EXERCISE DIRECTIONS:
Find every line in the entries below that contains the word "task" and copy each of those lines.
★ ★ ★
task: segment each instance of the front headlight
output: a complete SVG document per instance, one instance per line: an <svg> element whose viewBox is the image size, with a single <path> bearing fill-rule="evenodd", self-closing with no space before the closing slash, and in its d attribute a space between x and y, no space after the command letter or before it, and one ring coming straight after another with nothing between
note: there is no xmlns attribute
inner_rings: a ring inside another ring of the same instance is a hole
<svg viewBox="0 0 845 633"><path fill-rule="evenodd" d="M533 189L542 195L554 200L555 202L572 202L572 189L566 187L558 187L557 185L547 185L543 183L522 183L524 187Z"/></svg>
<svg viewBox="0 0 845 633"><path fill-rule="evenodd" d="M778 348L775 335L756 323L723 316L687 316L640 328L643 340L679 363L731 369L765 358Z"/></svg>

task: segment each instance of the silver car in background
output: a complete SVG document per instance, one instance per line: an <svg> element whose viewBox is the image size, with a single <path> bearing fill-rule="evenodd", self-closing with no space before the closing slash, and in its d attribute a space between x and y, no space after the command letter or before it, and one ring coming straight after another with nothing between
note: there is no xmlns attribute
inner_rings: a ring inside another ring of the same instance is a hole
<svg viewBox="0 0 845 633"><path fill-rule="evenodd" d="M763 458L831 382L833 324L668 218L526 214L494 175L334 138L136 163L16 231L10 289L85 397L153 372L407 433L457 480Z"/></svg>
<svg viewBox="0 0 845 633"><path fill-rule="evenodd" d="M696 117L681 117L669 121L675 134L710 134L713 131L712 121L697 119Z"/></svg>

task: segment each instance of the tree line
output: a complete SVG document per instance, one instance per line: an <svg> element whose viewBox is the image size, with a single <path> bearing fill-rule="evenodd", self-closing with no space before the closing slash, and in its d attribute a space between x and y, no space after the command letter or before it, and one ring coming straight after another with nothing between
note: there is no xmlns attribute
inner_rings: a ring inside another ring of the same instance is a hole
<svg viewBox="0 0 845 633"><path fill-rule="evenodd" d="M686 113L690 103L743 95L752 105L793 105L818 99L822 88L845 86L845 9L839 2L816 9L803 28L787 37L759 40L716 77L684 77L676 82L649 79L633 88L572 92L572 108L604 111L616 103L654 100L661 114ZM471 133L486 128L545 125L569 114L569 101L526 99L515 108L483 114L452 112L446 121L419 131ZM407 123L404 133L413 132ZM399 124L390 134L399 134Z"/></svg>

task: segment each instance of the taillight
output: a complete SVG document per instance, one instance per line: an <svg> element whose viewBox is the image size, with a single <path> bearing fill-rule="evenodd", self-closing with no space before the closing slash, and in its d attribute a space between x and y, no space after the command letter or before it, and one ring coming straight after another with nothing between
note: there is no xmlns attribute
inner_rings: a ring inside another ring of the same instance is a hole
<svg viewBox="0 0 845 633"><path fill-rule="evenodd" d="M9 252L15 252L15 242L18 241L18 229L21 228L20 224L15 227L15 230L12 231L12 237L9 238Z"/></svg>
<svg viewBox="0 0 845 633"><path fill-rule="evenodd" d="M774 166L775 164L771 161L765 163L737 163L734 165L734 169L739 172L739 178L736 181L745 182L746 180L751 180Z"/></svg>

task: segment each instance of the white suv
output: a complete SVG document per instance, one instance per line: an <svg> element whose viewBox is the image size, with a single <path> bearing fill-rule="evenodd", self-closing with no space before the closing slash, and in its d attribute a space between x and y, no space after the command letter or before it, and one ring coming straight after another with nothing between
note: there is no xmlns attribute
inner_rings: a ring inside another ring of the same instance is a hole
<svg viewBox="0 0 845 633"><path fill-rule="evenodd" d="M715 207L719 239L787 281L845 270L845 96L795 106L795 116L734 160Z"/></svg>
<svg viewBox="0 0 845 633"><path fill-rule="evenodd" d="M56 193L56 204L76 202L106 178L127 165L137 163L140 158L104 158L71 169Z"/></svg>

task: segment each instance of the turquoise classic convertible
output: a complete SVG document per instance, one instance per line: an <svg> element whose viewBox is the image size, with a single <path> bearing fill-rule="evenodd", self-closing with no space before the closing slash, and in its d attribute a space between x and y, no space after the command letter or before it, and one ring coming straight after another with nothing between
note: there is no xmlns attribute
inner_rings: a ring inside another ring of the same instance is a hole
★ ★ ★
COMPLETE ANSWER:
task: segment each instance of the front headlight
task: segment each instance of the silver car in background
task: segment each instance of the tree line
task: segment each instance of the taillight
task: segment each instance of the white suv
task: segment each instance of the turquoise classic convertible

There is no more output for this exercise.